§ Task
Return the records exactly as they are.

§ Records supplied
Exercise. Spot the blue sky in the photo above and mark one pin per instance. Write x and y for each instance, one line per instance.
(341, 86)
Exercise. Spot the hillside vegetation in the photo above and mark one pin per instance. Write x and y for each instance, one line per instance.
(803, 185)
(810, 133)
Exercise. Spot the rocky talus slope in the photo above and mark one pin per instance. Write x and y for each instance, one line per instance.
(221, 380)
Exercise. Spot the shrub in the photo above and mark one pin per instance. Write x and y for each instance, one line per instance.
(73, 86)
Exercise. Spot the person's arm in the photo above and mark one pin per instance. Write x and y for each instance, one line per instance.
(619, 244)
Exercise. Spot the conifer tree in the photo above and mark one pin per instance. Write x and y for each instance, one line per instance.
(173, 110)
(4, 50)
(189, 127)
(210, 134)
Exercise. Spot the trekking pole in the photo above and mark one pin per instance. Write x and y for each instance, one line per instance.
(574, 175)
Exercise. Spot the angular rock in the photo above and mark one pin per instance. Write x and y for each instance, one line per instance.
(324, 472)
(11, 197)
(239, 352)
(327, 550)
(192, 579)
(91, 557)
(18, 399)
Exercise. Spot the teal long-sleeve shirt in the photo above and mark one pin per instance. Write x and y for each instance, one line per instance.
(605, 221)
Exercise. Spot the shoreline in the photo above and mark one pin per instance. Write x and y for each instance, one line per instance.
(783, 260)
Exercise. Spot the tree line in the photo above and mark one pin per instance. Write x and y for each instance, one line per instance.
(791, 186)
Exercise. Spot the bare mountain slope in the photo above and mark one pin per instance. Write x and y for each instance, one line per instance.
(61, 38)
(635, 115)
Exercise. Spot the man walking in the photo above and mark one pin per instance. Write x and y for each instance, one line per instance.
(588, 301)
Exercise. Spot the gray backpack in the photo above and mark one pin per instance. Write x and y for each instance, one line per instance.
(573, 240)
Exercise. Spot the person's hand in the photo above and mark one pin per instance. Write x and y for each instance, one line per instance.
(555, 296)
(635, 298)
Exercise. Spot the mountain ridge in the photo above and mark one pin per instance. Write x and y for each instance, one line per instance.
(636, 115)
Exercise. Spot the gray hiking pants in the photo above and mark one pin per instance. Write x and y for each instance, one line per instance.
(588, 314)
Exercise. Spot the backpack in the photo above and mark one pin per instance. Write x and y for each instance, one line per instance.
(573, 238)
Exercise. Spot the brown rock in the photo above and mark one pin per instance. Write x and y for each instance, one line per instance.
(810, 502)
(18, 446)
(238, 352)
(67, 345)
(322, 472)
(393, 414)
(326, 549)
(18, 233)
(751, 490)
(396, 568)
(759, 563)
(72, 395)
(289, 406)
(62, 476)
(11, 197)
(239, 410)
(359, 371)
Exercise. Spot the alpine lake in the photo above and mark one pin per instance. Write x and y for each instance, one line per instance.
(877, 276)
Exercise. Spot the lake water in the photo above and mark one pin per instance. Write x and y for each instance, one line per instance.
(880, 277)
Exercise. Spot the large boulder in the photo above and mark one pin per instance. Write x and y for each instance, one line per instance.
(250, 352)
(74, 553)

§ Full response
Exercise. Spot the blue sky in the photo above and mark one pin per instance. Write x and y for each instance, one line per instance.
(341, 86)
Exercise. Spot the hillside vegetation in the photo above and mark one pin per instance. Write x and y for each instance, one line per instance.
(803, 185)
(810, 133)
Exercise. Spot the rocky talus slope in the photo above and mark one pin per instance. Write x and y for each instance, one line per instance.
(221, 380)
Exercise. Spot the shrub in the photo above and mark one pin per instance. Write x and y for each instance, one line per instance.
(73, 86)
Exercise. Spot the person's arm in the photo above and mark one pin per instance. Write x and y for each instance, one line per instance.
(619, 244)
Exercise. Spot the conifer tree in the photo above and mark one pin per instance. Write x and y for each instance, one line per instance.
(173, 110)
(4, 50)
(189, 127)
(210, 134)
Exercise. Spot the trekking pole in the photo above and mark one pin per instance. Write x and y for each instance, one line per instance.
(574, 175)
Exercise. Spot the angular rock in the photo above and mark one pin per instance. Write x and y for each instance, one line per instance.
(324, 472)
(11, 197)
(239, 352)
(327, 550)
(192, 579)
(91, 557)
(18, 399)
Exercise. Spot the teal long-sleeve shirt in the photo above and mark one pin per instance. Write x and y for each instance, one line per instance.
(605, 221)
Exercise. Spot the shoreline in the photo above and mark one pin per instance. Write x and y for each instance, one line per instance.
(783, 260)
Exercise. Spot the tree line in the photo above and mark one pin per instance. Write x and y for each instance, one line per instance.
(791, 186)
Exercise. Spot the bare mountain slope in the photo above and mark one pin per instance. Write x and y for each instance, one line per instance.
(61, 38)
(635, 115)
Exercise. Spot the man walking in the photo above and mark one pin per instance. Write x and y for each instance, one line per instance.
(588, 301)
Exercise. Spot the gray backpack in the photo above and mark one pin per instance. Write x and y for each instance, one line per instance.
(573, 240)
Exercise. Spot the person's hand in the photo above and mark one pin per instance. Write x and y for each instance, one line per instance.
(555, 296)
(635, 298)
Exercise. Spot the mountain ridge in the photo above and mark one pin per instance. Write x and y for each instance, one line per instance.
(636, 115)
Exercise. Spot the gray hiking pants in the photo above and mark one pin per instance. Write x and y for each instance, one line per instance.
(588, 314)
Exercise. Spot the backpack in the photo above and mark one pin per instance. Write x and y for each instance, one line per instance.
(573, 238)
Exercise. Spot the brown rock in the photo above and mark one pin per instance. Write x and y for each instance, one line per instance.
(810, 502)
(18, 446)
(238, 352)
(67, 345)
(322, 472)
(393, 414)
(326, 549)
(18, 233)
(751, 490)
(396, 568)
(759, 563)
(72, 395)
(289, 406)
(62, 476)
(11, 197)
(239, 410)
(359, 371)
Exercise. Spot the alpine lake in the photo above and mark one pin per instance. Write x and y for each instance, one line per instance.
(877, 276)
Exercise. Spot the lake water in the photo above and mark one pin per instance. Write x and y for each instance, one line per instance.
(880, 277)
Exercise. Spot the large boulder in the photo above and mark one pin per instance. Write x and y for each instance, one line per instance.
(250, 352)
(74, 553)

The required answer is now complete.